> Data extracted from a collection

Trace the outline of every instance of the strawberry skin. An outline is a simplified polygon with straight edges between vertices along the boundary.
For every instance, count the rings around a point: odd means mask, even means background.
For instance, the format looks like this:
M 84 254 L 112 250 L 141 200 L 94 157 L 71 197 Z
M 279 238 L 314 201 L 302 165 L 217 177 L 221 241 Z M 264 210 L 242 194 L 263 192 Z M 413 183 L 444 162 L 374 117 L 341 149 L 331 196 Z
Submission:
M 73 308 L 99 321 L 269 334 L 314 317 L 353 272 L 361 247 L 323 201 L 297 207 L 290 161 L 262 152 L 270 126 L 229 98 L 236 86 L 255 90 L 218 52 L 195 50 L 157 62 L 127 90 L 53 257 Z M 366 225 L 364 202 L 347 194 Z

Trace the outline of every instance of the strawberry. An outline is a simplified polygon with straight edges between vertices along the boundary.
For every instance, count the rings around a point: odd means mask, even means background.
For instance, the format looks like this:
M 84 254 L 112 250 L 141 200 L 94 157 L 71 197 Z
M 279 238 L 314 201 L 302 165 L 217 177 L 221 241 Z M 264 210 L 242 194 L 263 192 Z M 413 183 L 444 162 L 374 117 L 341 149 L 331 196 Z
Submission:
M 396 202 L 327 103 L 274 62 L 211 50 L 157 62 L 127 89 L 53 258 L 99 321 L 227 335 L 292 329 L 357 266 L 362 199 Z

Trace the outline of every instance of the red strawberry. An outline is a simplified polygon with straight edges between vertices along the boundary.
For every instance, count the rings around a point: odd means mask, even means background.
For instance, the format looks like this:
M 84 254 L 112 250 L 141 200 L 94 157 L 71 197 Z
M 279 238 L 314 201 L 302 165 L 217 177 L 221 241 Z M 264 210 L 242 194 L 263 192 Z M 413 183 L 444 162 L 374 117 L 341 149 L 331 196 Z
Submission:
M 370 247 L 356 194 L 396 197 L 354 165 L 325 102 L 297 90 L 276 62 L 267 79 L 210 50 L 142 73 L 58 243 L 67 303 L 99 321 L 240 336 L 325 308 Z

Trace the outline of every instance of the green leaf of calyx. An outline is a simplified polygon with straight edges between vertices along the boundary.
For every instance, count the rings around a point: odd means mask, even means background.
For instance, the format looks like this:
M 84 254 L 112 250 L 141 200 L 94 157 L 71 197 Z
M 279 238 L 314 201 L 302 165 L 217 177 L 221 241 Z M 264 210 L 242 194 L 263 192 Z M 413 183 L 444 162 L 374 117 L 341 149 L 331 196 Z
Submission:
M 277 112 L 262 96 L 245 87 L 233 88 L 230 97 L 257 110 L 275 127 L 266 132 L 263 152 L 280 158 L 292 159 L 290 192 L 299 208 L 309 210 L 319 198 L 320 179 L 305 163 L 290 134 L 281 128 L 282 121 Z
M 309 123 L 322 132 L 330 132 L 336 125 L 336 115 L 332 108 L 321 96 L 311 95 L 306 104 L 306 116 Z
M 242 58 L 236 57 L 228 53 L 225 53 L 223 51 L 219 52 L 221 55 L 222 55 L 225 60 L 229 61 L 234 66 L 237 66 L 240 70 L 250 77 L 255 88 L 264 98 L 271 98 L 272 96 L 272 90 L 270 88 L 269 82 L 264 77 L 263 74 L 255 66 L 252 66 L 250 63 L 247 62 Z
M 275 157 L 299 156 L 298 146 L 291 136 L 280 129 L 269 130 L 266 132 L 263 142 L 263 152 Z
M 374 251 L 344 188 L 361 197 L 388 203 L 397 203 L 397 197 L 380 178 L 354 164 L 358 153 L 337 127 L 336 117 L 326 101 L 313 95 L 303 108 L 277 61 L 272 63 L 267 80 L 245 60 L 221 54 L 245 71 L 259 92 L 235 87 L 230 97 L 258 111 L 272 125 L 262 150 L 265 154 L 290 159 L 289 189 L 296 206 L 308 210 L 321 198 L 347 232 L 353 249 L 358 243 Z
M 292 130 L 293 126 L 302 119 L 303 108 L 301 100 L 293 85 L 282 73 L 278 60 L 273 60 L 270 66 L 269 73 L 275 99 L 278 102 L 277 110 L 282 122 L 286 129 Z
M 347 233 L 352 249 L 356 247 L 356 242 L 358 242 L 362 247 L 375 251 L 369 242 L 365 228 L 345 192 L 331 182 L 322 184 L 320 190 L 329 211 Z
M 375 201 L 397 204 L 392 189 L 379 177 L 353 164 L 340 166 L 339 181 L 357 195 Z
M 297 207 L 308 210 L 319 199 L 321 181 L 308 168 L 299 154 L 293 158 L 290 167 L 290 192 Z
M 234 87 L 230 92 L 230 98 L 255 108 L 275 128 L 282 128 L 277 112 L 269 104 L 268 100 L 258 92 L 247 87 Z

> Goal of the exercise
Output, verbatim, the lines of the data that run from the line containing "Trace the outline of every instance of the strawberry." through the line containing "M 396 202 L", with both of those lines included.

> Task answer
Trace the outline of every instance of the strawberry. An outline is a simplified polygon with straight edges between vertices along the boundary.
For every instance, count the rings around a point: odd means mask, even means background.
For instance, the format looks like this:
M 84 254 L 112 250 L 141 200 L 94 157 L 71 197 Z
M 279 238 L 314 201 L 302 165 L 217 177 L 221 241 Z M 264 210 L 242 194 L 263 192 Z M 413 183 L 444 162 L 374 117 L 341 149 L 331 196 Z
Submission:
M 396 202 L 327 103 L 274 62 L 211 50 L 157 62 L 127 89 L 53 258 L 99 321 L 227 335 L 292 329 L 357 266 L 362 199 Z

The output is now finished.